**What the task requires:** Copy each of the entries below word for word, leaving out the pictures.

**Supplied material:**
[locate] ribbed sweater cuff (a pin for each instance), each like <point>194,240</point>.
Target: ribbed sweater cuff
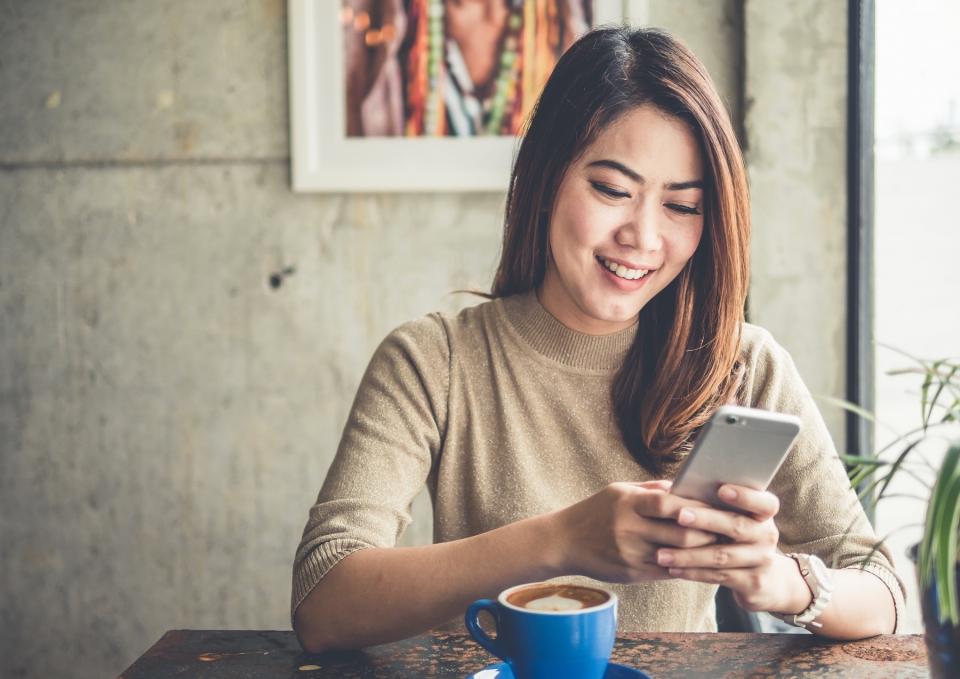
<point>311,569</point>
<point>889,579</point>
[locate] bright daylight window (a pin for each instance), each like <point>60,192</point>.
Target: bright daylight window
<point>917,233</point>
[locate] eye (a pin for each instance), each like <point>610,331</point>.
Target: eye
<point>683,209</point>
<point>608,190</point>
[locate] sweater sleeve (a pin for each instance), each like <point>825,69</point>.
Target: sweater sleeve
<point>392,436</point>
<point>819,511</point>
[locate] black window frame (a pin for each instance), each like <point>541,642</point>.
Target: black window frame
<point>860,383</point>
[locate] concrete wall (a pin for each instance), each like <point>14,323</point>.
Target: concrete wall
<point>166,416</point>
<point>795,93</point>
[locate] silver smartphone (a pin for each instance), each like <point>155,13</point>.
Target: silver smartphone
<point>742,446</point>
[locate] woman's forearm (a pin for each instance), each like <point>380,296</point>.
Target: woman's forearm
<point>861,606</point>
<point>376,596</point>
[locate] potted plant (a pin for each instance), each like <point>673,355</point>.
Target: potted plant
<point>936,555</point>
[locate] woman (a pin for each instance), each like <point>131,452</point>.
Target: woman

**Result:**
[locate] ribbed sweater cuff (a pin for each instance), each like <point>194,240</point>.
Target: ribbed sweater cuff
<point>311,569</point>
<point>889,579</point>
[locate] bright daylight window (a pin for each instance), each like <point>60,192</point>.
Target: bright daylight window
<point>917,233</point>
[locate] eye (a pin for each instance), each like <point>610,331</point>.
Target: eye
<point>683,209</point>
<point>608,190</point>
[locate] sweater sleeve (a pin for each instance), each like <point>825,69</point>.
Target: sweater sleeve
<point>392,436</point>
<point>819,511</point>
[locate] black window frame (a pin for each instance), each like <point>541,642</point>.
Target: black window frame
<point>860,383</point>
[locate] concrete wall (a pin for each instance), each like <point>14,323</point>.
Target: concrete wall
<point>166,416</point>
<point>795,93</point>
[locate] silver smartphone (a pin for each instance), each like <point>155,13</point>.
Target: silver smartphone
<point>742,446</point>
[locate] woman's forearm (a pin for each instance), each like <point>380,296</point>.
Target: woman's forearm
<point>861,606</point>
<point>376,596</point>
[locate] potted plant (a pin for each instance), each like <point>673,355</point>.
Target: potted plant
<point>936,555</point>
[locate] woman (a pin for each instance), each like <point>131,452</point>.
Target: woman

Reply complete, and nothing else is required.